Copy the forum thread below about the movie Fighter in the Wind word for word, taking everything from "Both Fighter in" down to "B (Jun 26, 2008)".

**Source passage**.

=-=-=

# Fighter in the wind-Movie



## twendkata71 (Jun 26, 2008)

Anyone seen the "Fighter in the Wind" Movie promo's on Youtube. It is supposed to be about the young Mas Oyama. Sonny Chiba did almost the same movie in Bullfighter. This new one looks like a great karate action movie, but I am not sure if it is only being released in Japan.


----------



## MilkManX (Jun 26, 2008)

Both Fighter in the Wind and the older Karate Bull/Bear Fighter/For Life movies are based on the Manga called  _Karate Baka Ichidai .

So it is based on Oyama's life but only very loosely as the Manga embellished alot of his true story.

*Osu!*
_


----------



## Omar B (Jun 26, 2008)

I know of the movie and have seen the clips online but have yet to see it.  I wanna see it though, just never gotta around to seeking it out.


----------



## Gordon Nore (Jun 26, 2008)

It's quite a stunning looking film -- it took some doing, but some months ago I found a version of it with English subtitles. If I can remember where I ordered it, I'll post later.


----------



## twendkata71 (Jun 27, 2008)

Well according to people that I have talked to that live in Japan and Okinawa. He was a very popular figure in Japan, even though he was actually Korean. There are several Kyokushikai schools on Okinawa. So, I imagine it will do quite well. I have also heard that he movie Kuro Obi is doing well, which is another karate film in Japan that looks interesting.


----------



## twendkata71 (Jun 27, 2008)

Another interesting fact about this movie is that the original movie(Sonny Chiba), Chiba(Japanese) was a student of Oyama Hanshi's .
The new one the actor is actually Korean, like the peson he is playing.


----------



## chinto (Jun 30, 2008)

No I have not .. but I will look into it.
please let me know when it comes out !!


----------



## MilkManX (Jun 30, 2008)

chinto said:


> No I have not .. but I will look into it.
> please let me know when it comes out !!



Its out in Asia but no US or European release.

You can get a grey market DVD with english subs from ebay.

=-=-=

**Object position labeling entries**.
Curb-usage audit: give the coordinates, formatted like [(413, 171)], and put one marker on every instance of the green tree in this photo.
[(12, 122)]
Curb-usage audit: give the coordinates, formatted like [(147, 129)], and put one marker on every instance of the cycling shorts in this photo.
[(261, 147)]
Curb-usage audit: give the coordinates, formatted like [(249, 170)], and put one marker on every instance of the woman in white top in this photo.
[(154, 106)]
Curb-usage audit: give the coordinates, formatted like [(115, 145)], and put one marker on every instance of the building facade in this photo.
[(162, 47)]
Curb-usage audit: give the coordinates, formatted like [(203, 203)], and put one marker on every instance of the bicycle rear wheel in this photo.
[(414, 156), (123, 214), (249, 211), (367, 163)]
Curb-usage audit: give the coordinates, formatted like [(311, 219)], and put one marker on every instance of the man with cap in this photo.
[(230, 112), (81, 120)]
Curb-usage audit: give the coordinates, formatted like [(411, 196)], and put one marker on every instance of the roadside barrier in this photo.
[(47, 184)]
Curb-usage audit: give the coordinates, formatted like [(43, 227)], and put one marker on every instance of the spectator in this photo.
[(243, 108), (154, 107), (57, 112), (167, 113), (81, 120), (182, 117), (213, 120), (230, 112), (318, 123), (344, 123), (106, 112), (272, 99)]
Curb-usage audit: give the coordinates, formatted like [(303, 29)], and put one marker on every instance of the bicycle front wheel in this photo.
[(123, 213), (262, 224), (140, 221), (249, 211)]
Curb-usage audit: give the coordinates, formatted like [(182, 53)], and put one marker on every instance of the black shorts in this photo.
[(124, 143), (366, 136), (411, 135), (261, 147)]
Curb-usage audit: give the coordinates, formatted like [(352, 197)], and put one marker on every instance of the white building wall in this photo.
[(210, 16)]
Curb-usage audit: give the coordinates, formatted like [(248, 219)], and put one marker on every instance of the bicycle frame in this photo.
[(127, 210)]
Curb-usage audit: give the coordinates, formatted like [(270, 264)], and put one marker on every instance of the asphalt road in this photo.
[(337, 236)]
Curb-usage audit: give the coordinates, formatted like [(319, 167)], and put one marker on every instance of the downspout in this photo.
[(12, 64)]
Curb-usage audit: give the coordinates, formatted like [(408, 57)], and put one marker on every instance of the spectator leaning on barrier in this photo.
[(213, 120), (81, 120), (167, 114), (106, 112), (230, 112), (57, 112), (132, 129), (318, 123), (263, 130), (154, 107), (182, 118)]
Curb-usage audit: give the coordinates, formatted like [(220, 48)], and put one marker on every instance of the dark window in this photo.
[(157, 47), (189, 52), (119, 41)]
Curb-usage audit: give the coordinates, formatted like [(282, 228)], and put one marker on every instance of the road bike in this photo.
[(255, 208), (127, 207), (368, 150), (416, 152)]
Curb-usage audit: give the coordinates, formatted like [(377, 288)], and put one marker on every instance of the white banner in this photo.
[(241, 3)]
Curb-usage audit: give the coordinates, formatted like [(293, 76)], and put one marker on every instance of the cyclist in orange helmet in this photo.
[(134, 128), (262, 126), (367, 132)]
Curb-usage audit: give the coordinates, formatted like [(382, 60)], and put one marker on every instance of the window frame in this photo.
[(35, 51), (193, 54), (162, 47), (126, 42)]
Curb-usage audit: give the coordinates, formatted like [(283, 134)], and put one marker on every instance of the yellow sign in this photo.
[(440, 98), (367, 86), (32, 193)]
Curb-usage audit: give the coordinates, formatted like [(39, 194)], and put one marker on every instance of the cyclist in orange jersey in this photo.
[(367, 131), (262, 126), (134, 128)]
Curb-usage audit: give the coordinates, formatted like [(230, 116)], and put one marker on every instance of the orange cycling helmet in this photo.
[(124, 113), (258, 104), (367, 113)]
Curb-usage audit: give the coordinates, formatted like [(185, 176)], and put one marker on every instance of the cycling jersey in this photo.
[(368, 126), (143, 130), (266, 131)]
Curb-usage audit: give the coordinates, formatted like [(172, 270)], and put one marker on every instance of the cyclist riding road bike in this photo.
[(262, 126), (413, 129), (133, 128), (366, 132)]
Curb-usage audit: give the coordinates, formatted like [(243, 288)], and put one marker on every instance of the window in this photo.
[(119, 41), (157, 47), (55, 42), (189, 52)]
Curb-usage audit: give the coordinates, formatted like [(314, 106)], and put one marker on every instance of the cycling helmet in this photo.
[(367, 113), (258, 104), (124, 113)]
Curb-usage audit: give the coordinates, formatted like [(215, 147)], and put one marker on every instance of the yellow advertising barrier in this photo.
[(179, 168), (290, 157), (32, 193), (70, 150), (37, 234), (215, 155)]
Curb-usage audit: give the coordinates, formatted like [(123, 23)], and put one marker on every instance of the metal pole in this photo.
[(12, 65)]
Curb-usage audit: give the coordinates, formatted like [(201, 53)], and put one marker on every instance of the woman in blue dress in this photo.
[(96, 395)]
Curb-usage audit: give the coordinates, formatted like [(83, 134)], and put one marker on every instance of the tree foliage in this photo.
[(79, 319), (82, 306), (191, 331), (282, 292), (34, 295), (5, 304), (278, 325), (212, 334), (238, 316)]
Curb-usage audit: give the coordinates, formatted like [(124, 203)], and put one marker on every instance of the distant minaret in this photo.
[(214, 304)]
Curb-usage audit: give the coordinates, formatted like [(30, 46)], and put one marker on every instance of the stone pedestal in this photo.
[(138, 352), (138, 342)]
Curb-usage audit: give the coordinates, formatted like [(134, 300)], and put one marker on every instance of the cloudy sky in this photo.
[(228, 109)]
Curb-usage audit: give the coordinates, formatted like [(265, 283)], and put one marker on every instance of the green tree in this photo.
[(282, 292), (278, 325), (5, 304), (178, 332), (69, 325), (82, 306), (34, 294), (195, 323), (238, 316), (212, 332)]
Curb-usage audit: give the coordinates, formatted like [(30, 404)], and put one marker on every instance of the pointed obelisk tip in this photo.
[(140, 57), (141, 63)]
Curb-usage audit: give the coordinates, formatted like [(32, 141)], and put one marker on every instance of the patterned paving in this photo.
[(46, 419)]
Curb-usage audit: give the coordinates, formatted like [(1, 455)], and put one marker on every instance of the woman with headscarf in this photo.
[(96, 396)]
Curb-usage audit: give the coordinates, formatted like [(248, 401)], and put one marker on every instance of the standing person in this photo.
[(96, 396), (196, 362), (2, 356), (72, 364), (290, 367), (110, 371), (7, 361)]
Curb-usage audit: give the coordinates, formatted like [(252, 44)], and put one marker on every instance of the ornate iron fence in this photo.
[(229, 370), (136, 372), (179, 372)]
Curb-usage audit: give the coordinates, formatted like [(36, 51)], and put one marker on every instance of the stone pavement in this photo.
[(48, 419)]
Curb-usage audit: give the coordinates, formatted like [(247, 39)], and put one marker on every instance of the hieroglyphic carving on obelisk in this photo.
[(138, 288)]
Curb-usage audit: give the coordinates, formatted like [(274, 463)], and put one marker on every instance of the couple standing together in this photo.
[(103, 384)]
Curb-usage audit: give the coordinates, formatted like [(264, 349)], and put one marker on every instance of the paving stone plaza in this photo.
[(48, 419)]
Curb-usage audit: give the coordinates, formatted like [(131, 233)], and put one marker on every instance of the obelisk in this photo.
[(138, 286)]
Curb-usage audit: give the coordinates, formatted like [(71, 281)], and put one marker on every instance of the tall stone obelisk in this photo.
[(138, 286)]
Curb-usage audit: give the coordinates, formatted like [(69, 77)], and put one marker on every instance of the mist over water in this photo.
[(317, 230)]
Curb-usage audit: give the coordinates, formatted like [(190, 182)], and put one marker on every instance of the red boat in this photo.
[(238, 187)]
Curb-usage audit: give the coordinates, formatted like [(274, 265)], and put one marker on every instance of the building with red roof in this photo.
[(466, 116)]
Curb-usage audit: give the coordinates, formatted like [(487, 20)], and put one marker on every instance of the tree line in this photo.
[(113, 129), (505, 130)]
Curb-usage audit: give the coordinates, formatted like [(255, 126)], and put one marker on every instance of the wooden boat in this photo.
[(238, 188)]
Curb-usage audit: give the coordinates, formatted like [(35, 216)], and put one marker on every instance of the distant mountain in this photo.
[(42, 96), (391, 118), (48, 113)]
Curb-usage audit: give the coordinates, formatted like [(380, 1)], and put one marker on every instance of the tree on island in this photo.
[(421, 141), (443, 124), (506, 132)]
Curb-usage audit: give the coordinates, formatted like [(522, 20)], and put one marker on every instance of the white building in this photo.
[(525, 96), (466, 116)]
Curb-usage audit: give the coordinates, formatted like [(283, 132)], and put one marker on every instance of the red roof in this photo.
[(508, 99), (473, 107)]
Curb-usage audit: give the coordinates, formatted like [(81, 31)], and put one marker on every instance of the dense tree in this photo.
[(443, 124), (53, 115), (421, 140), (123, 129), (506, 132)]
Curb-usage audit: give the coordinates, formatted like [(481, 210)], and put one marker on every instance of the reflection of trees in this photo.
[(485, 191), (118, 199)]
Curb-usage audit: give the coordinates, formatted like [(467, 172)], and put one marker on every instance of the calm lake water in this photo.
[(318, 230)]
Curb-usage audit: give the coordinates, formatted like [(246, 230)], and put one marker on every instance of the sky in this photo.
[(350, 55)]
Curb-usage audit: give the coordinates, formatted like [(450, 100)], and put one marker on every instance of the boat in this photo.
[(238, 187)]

=-=-=

**In response**.
Both Fighter in the Wind and the older Karate Bull/Bear Fighter/For Life movies are based on the Manga called  _Karate Baka Ichidai .

So it is based on Oyama's life but only very loosely as the Manga embellished alot of his true story.

*Osu!*
_


----------



## Omar B (Jun 26, 2008)